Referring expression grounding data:
[Start of Attachment]

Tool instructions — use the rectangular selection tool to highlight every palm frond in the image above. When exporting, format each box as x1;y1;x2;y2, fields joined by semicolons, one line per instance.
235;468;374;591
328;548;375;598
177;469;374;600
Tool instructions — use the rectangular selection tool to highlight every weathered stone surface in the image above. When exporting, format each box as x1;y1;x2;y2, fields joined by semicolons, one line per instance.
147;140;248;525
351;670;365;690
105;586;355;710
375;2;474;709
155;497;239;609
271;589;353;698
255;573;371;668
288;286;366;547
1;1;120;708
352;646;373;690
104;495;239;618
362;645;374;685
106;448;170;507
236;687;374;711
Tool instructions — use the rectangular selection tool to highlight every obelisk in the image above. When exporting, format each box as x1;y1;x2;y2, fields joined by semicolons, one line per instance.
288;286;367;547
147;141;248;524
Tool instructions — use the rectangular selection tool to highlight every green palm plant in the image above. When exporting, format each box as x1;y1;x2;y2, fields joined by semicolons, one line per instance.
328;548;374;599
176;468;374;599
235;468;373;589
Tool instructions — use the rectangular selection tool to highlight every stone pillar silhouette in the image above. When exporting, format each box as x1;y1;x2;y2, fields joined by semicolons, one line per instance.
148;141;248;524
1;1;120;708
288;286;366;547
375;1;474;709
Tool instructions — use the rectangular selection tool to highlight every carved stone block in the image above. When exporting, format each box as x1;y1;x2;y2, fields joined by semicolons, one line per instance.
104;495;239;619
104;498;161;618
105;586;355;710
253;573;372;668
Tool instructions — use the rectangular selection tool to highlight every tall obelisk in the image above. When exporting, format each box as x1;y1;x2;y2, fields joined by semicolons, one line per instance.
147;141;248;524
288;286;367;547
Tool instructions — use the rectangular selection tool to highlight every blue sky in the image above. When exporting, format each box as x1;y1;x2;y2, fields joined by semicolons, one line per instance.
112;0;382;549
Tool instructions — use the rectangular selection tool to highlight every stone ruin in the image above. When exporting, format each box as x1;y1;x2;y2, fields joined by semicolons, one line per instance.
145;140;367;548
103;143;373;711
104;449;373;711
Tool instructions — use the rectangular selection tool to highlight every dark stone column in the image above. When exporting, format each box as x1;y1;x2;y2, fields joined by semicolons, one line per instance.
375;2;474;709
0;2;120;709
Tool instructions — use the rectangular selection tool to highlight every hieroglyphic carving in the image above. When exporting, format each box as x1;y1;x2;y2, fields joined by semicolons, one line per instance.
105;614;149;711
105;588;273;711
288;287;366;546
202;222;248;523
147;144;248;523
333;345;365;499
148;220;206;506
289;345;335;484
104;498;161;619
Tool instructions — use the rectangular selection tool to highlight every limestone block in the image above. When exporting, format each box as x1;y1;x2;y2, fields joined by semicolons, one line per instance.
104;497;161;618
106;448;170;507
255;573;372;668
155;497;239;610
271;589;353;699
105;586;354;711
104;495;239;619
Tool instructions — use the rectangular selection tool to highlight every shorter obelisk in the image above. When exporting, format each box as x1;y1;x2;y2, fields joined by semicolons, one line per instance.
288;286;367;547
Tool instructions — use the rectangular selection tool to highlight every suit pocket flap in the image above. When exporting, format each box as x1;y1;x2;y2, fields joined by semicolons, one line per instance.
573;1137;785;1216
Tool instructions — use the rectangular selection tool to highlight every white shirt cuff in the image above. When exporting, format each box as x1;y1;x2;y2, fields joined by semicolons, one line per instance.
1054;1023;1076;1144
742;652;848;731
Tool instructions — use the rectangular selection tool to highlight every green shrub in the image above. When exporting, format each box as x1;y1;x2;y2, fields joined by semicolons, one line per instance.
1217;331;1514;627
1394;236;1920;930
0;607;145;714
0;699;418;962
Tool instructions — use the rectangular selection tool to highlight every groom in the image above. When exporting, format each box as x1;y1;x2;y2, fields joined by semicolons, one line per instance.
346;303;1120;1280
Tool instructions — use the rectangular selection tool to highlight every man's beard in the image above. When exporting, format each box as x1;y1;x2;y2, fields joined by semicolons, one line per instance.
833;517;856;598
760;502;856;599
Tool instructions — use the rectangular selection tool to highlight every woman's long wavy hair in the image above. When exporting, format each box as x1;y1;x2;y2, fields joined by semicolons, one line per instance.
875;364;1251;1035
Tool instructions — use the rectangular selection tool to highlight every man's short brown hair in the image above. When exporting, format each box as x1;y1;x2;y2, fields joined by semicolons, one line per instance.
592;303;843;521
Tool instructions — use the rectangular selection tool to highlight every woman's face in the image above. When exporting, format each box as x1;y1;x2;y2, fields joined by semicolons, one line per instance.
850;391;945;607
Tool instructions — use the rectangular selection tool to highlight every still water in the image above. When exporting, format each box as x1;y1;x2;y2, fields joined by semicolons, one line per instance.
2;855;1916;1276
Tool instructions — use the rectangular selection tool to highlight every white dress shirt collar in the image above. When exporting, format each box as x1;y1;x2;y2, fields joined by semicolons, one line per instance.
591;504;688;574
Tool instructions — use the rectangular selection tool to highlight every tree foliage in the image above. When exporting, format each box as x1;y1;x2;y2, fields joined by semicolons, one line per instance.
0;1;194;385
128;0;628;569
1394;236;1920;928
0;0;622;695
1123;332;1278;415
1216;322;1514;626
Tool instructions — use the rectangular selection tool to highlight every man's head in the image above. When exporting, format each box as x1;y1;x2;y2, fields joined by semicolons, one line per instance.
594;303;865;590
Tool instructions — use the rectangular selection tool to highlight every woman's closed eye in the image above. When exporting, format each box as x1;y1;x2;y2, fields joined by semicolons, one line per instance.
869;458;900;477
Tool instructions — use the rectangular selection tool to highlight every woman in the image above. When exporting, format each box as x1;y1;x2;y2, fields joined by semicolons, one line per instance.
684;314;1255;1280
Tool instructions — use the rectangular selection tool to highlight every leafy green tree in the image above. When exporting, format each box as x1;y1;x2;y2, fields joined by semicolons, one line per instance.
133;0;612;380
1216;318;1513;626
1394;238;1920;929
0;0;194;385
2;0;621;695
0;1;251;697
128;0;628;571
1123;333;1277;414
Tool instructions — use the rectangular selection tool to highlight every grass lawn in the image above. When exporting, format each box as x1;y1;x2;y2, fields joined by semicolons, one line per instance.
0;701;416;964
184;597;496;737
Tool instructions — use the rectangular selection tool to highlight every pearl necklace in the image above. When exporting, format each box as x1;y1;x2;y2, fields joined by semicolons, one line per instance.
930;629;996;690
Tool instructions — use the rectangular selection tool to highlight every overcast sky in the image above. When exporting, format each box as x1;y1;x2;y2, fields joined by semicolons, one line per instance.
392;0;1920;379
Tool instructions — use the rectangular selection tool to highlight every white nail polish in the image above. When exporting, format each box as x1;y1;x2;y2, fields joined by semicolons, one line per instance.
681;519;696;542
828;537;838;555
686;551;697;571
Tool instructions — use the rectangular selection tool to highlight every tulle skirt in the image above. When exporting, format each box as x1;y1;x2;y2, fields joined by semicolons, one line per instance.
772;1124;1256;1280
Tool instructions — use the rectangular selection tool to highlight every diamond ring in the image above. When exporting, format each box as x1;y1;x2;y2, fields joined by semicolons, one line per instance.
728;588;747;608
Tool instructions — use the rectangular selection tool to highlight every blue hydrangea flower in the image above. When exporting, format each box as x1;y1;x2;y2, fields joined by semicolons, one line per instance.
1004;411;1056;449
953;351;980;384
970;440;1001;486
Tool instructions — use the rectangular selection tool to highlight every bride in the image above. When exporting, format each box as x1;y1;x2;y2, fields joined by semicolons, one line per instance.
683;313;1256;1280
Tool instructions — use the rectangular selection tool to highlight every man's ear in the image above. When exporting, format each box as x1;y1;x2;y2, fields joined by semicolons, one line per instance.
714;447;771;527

[End of Attachment]

**What to work on:**
Could you set down every line above exactly as written?

**Response box:**
Tool instructions — use the rectangular selection tool to highlight every palm frond in the image above. When exporting, format each box as x1;y1;x2;y2, fields joined by semicolons, one line per instance.
235;468;374;591
328;548;375;598
177;469;374;600
Tool instructions — use the rectangular selection tool to highlight every weathered stone surface in the image above. When exporting, format each box as x1;y1;x2;y2, fields joined by semicolons, one line per instance.
147;140;248;525
351;670;365;690
105;586;355;710
375;2;474;709
155;497;239;609
271;589;353;698
255;573;371;668
288;286;366;547
1;1;120;708
352;646;373;690
104;495;239;618
362;645;374;685
106;448;170;507
236;687;374;711
Tool instructions — use the rectangular selection tool to highlight every obelisk in the image above. When exporting, format each box as x1;y1;x2;y2, fields joined by semicolons, one line per instance.
288;286;367;547
147;141;248;524
Tool instructions — use the rectangular selection tool to highlight every green palm plant in the image above. When exporting, format each box as x1;y1;x2;y2, fields joined by semicolons, one line per instance.
328;548;374;599
176;468;374;599
235;468;373;589
Tool instructions — use the rectangular selection tool to highlight every stone pillar silhouette in the image above. When exporting, format each box as x1;y1;x2;y2, fields joined by semicolons, one line per instance.
148;141;248;524
1;1;120;708
288;286;366;547
375;1;474;709
Tool instructions — use the rectangular selection tool to highlight every carved stone block in the image above. When exporting, format each box as x1;y1;x2;y2, fields joined by semicolons, one line per instance.
104;495;239;619
104;498;161;618
105;586;355;710
253;573;372;668
Tool instructions — use the rectangular selection tool to highlight every tall obelisk in the image above. When exporting, format each box as x1;y1;x2;y2, fields joined by semicolons, one line per instance.
147;141;248;524
288;286;367;547
Tool instructions — use the rectangular selection tool to highlight every blue sky in the image above. When exporting, format each box as x1;y1;x2;y2, fields joined by semicolons, one line per instance.
112;0;382;549
Tool instructions — use the rectangular selection tool to highlight every stone ruin in the image above. When exporting, format each box as x1;y1;x2;y2, fields joined by semicolons, one line per instance.
145;140;367;548
103;143;373;711
104;449;373;711
Tool instructions — use the rectangular selection tool to highlight every dark stone column in the image above. When exporting, format each box as x1;y1;x2;y2, fields joined by semicolons, one line per instance.
375;2;474;709
0;2;120;709
Tool instructions — use the rectangular selection tool to highlight every hieroglyphic carving in the image above. When exporting, format each box as x1;y1;x2;y2, fields joined by semicolons, one line per instance.
105;614;149;711
105;588;273;711
288;287;366;546
202;222;248;523
147;144;248;523
333;345;365;499
148;220;206;506
289;345;335;484
104;498;161;619
Tool instructions — use the rectangular selection tool to highlight every limestone block in the image above. When exporting, format each box as x1;y1;x2;y2, fields joined by semicolons, one line per instance.
104;497;161;618
106;448;170;507
255;573;372;668
155;497;239;610
271;589;353;699
105;586;354;711
104;495;239;619
Tool instructions — use the rectangular selection tool to highlight every shorter obelisk in the image above. When exporting, format each box as x1;y1;x2;y2, fields joined by semicolons, one line per instance.
288;286;367;547
Tool instructions — use the rectangular selection tool to highlight every suit pocket flap in the image above. When exporting, format each box as x1;y1;x2;y2, fields joined by semicolons, one line per instance.
573;1137;785;1216
Tool instructions — use the rectangular selection tool to highlight every white shirt cuff in the image above. When exporting, format each box as x1;y1;x2;y2, fields joined by semicolons, one line per instance.
1054;1023;1076;1144
742;652;848;731
Tool instructions — use the rectangular selection tool to highlight every green shrub in the image above. When exporting, format each box as x1;y1;x2;y2, fields joined by semicolons, one line per instance.
1217;331;1514;627
1394;236;1920;930
0;607;145;714
0;699;418;962
Tool instructions — use the rectangular selection tool to highlight every groom in the image above. When exporting, format each box as x1;y1;x2;y2, fields joined by semicolons, one line per instance.
346;303;1120;1280
Tool instructions — use the rectangular selection tool to highlight every man's beard in the image above. When exporting, format each box as x1;y1;x2;y2, fields joined by semicolons, one line per instance.
833;517;856;598
760;502;856;599
Tool instructions — use the rectangular selection tool to highlight every woman's long wavy hair in the image above. When exporting, format each box as x1;y1;x2;y2, fields joined by semicolons, one line per instance.
875;364;1251;1035
Tool instructions — use the rectangular selection tool to highlight every man's short brown hair in the image above. When exporting, format each box as x1;y1;x2;y2, fields joined by semicolons, one line per instance.
592;303;843;521
Tool instructions — use the rectangular selection tool to highlight every woman's face in the image above. When exporting, format each box as x1;y1;x2;y2, fields joined by semicolons, one line per instance.
850;391;945;607
Tool instructions — use the rectangular selection tool to highlight every still water in the image above. When exporting, format each box as x1;y1;x2;y2, fields joined by semicolons, one line per instance.
2;855;1916;1276
Tool instructions — use the rectangular selection tool to highlight every white dress shirt collar in the image above. When exporting, format each box as x1;y1;x2;y2, fields joined by semicolons, one line per instance.
591;504;688;574
Tool instructions — use the rectangular selection tool to highlight every tree foliage in the image above. When exporting, format each box as x1;y1;x2;y2, fields joined by semicolons, one line per instance.
0;1;194;385
128;0;628;569
1394;236;1920;928
0;0;622;695
1123;332;1278;415
1216;322;1514;626
Tool instructions — use the rectangular selection tool to highlight every man's head in the image above. When exporting, format each box as x1;y1;x2;y2, fields joined by semicolons, one line per instance.
594;303;865;590
Tool instructions — use the rectangular selection tool to highlight every woman's closed eye in the image above. When exporting, format each box as x1;y1;x2;y2, fields joined by semicolons, one line per instance.
869;458;900;477
Tool instructions — use the rectangular selection tool to highlight every woman in the image above. When exporting, format each box as x1;y1;x2;y2, fields joined by semicolons, one line per instance.
684;314;1255;1280
Tool instructions — use the rectangular selection tool to highlight every leafy green tree in the image above. When exporting, format each box as x1;y1;x2;y2, fields joined by semicolons, one line per instance.
133;0;612;380
1216;318;1513;626
1394;238;1920;929
0;0;194;385
2;0;621;695
0;1;251;697
128;0;628;571
1123;333;1277;414
Tool instructions — use the rectangular selection tool to highlight every grass lawn in the image above. When exporting, format each box as x1;y1;x2;y2, fields joined by semicolons, one line per instance.
0;701;416;964
184;597;496;737
Tool instructions — use the rectangular selection tool to highlight every pearl necklace in the image above. When exporting, format each box as x1;y1;x2;y2, fields joined by semicolons, one line per instance.
930;629;996;690
Tool instructions — use the rectangular selection tool to highlight every overcast sky in the image above. When exporting, format each box as x1;y1;x2;y2, fields joined by semicolons, one line per instance.
392;0;1920;379
Tool instructions — use the rectangular selection tool to highlight every white nail polish in the image above. When exporting, format each box as x1;y1;x2;y2, fields joined by semicolons, one line per instance.
681;519;696;542
828;537;838;555
686;551;697;571
Tool instructions — use the rectangular selection tool to highlight every tulle skirt in the image above. When exporting, format each box as x1;y1;x2;y2, fields joined by semicolons, one line per instance.
772;1124;1256;1280
Tool instructions — use the rectangular selection tool to highlight every diamond ring in the image above. When exporting, format each box as x1;y1;x2;y2, fields joined by semicolons, one line per instance.
728;588;747;608
Tool instructions — use the rectangular selection tool to highlight every blue hydrangea flower in the image above. When exporting, format each box as x1;y1;x2;y2, fields joined by semicolons, one line per instance.
1004;411;1056;449
953;351;980;384
970;440;1001;486
Tool instructions — use the rectangular selection tool to highlight every bride in the image above. When exporting, format each box as x1;y1;x2;y2, fields joined by semicolons, one line per instance.
683;313;1256;1280
Tool instructions — use the rectangular selection tool to highlight every man's ear in the image above. When exporting, format each box as x1;y1;x2;y2, fields joined by semicolons, one line per instance.
714;447;771;527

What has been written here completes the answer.